| Given passage |
# # # # # # #

Skip to content

ShindouAris/CodeSandBox

Repository files navigation

CodeSandBox

CodeSandBox is a FastAPI-based judging node for running programming submissions against test cases. It supports local problems stored on disk and ad-hoc problems submitted with test data in the request.

Important: this project is designed for Unix/Linux environments. The runtime checks for uname, python3, gcc, g++, java, and javac before starting.

Must use Docker: run this project inside the provided Docker image or Docker Compose service. Direct host execution is only useful for development on a compatible Linux machine and is not the supported runtime path.

Security warning: this service compiles and runs user-submitted code. Treat every submission as untrusted and potentially malicious. Do not run the judge directly on a host machine; use an isolated environment such as Docker, a locked-down container runtime, or a dedicated sandbox/VM boundary.

Features

  • FastAPI HTTP API for submission judging and node status.
  • Language handlers for Python, C, C++, and Java.
  • Disk-backed local problem storage under problems/.
  • Inline testcase payload support for remote/ad-hoc judging.
  • Time and memory limits per problem.
  • Automatic problem reloads when files under problems/ change.
  • Docker and Docker Compose setup for reproducible Linux execution.

# # # # # # #

| Supplied records |
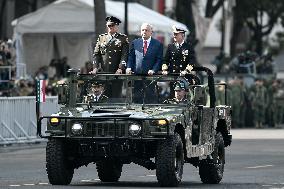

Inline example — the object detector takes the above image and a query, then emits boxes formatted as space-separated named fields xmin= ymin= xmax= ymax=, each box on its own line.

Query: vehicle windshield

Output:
xmin=77 ymin=74 xmax=195 ymax=105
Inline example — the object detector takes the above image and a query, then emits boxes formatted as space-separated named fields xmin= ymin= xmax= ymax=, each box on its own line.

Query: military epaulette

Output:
xmin=99 ymin=33 xmax=107 ymax=37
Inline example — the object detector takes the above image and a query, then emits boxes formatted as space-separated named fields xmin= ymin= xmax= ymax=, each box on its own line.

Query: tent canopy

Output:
xmin=12 ymin=0 xmax=189 ymax=74
xmin=12 ymin=0 xmax=187 ymax=34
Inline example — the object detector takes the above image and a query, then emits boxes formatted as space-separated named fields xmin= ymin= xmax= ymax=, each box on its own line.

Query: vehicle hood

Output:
xmin=53 ymin=106 xmax=185 ymax=120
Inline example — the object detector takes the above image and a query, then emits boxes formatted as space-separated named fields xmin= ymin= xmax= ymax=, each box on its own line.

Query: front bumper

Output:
xmin=37 ymin=116 xmax=169 ymax=140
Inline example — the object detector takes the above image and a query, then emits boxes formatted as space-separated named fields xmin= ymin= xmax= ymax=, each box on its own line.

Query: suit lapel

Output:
xmin=145 ymin=39 xmax=154 ymax=56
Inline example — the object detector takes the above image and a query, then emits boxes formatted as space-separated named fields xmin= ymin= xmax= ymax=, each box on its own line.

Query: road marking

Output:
xmin=23 ymin=184 xmax=35 ymax=186
xmin=246 ymin=165 xmax=274 ymax=169
xmin=38 ymin=182 xmax=48 ymax=185
xmin=138 ymin=175 xmax=156 ymax=177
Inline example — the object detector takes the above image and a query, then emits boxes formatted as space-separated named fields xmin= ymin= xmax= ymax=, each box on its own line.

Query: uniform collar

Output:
xmin=175 ymin=40 xmax=184 ymax=48
xmin=142 ymin=37 xmax=152 ymax=47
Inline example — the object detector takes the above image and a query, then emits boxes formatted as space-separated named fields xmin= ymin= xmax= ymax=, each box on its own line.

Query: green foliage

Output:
xmin=235 ymin=0 xmax=284 ymax=54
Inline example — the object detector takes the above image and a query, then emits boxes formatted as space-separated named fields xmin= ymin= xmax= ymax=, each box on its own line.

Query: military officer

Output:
xmin=91 ymin=16 xmax=129 ymax=98
xmin=91 ymin=16 xmax=129 ymax=74
xmin=83 ymin=82 xmax=108 ymax=103
xmin=162 ymin=25 xmax=195 ymax=75
xmin=164 ymin=81 xmax=188 ymax=104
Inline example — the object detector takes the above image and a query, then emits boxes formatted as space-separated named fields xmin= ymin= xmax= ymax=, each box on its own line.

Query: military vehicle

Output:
xmin=37 ymin=67 xmax=232 ymax=186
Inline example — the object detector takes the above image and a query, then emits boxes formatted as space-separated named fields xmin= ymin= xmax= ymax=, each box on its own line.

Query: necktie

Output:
xmin=143 ymin=41 xmax=147 ymax=55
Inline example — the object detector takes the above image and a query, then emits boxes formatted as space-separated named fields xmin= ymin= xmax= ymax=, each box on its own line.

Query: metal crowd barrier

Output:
xmin=0 ymin=63 xmax=27 ymax=83
xmin=0 ymin=96 xmax=59 ymax=145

# # # # # # #

| Short problem 1 |
Do the following statements agree with the CodeSandBox README? For each, answer yes or no and quote the words of the README that decide it.
(a) CodeSandBox has a language handler for Rust.
(b) Problems are reloaded automatically when files under problems/ change.
(c) Running the judge directly on the host machine is the supported runtime path.
| Short problem 2 |
According to the CodeSandBox README, which programs does the runtime check for before starting?

| Final answer 1 |
(a) No: "Language handlers for Python, C, C++, and Java."
(b) Yes: "Automatic problem reloads when files under problems/ change."
(c) No: "Direct host execution is only useful for development on a compatible Linux machine and is not the supported runtime path."

| Final answer 2 |
uname, python3, gcc, g++, java, and javac